┌─ Passage to read

I don't think I have a major infestation. At point there is no sign of actives ones or established colonies. I picked one out with a toothpick yesterday. I wasn't even sure it was one, it was small but when I mushed it, it went brown so I think it may have been. I think I'll start light-handed for now - Safer Insecticidal soap will be my starting point. I've used it as a drench to deal with warm weather fungus gnats and could expect reasonable success as a foliar spray as well. Thanks so much for the information. I know it will come in handy and I'm bookmarking the thread. 
Sky7Bear said: Orthene (Acephate) comes in a powdered form that does not have the odor which is probably caused by petrochemicals in the liquid."
I have the powdered form. Comes in sort've a paint-can like container? I keep it in a baggie in the garage. To me, anyway, it still stinks to high heaven.


----------



## Ray (Jan 10, 2021)

Acephate, like natural gas, does not have a strong odor, so mercaptan odorants are added to let people know they’re present 

I’ve used Orthene for several decades, and it has always had an odorant.


----------



## NYEric (Jan 11, 2021)

For insect pests I use a mix of soap/oil/alcohol/water/and Merit 75 (tiny bit for a kicker!). For mealies I try to go after them with alcohol on a Q-tip, they get stuck on the alcohol so you can manually remove them.


----------



## Phred (Jan 23, 2021)

masaccio said:


> Thank you. Yes, Orthene is horrible for the human olfactory system. I'll try the alcohol again, as a spray, if it seems necessary. Wasn't paying attention when I bought the bottle of alcohol. Instead of the more friendly 70%, it was in the 90s. Rough lesson. I cut it by half before. Will try a 1/4-strength next time. Thanks again for responding, and will do the search you suggested.


Hi masaccio
For minor infestations:
I use 90% alcohol on Paphiopedilum all the time and I never have a problem. If I see one or two bugs I use a cotton swab dipped in the alcohol. Sometimes I spray so the alcohol gets down into the attachment of the leaves.

└─

= What the task asks =
Retype the pest-control thread above word for word, from "Sky7Bear said: Orthene" up to and including "to high heaven.".

┌─ Records supplied

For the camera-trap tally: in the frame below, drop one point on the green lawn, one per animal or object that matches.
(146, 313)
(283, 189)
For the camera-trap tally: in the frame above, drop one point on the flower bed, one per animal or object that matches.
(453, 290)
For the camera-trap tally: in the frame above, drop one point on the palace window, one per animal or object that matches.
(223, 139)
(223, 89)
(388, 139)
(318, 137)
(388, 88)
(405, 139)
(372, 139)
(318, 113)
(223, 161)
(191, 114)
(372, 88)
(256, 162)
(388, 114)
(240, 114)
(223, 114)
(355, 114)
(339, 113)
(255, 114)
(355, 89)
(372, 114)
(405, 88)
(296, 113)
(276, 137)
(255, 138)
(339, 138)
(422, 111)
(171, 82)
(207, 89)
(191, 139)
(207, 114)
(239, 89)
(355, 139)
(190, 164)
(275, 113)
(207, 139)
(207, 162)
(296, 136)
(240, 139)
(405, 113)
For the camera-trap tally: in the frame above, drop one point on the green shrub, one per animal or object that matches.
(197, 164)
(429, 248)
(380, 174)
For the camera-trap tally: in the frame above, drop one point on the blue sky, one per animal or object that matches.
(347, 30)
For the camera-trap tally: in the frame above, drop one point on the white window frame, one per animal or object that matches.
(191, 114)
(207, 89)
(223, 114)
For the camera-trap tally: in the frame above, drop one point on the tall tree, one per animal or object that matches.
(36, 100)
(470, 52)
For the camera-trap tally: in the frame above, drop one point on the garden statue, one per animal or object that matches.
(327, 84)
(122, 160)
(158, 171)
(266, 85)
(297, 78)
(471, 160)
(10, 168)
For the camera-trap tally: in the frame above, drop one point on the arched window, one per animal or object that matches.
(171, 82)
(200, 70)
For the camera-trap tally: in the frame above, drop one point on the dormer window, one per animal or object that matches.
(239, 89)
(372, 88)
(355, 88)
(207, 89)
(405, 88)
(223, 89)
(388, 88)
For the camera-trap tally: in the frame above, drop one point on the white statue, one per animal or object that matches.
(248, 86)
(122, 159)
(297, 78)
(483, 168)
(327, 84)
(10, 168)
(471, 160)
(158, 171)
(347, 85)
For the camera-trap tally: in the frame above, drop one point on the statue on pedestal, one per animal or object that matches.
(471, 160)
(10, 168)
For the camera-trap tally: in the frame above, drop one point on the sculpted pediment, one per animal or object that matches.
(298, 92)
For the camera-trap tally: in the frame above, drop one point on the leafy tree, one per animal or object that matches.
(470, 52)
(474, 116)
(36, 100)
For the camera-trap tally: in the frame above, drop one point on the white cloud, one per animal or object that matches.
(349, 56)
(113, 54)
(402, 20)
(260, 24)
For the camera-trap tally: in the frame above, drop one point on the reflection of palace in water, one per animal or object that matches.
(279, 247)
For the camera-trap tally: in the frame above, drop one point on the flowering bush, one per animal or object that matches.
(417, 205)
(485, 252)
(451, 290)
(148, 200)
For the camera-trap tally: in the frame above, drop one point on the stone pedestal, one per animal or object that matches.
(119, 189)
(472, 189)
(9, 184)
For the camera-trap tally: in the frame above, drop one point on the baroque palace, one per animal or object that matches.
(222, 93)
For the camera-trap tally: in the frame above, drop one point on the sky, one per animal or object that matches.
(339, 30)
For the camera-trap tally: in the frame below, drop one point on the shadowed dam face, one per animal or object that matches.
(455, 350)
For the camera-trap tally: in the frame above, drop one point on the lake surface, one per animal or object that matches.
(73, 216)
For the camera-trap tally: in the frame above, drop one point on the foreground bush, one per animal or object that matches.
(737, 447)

└─

= Result =
Sky7Bear said: Orthene (Acephate) comes in a powdered form that does not have the odor which is probably caused by petrochemicals in the liquid."
I have the powdered form. Comes in sort've a paint-can like container? I keep it in a baggie in the garage. To me, anyway, it still stinks to high heaven.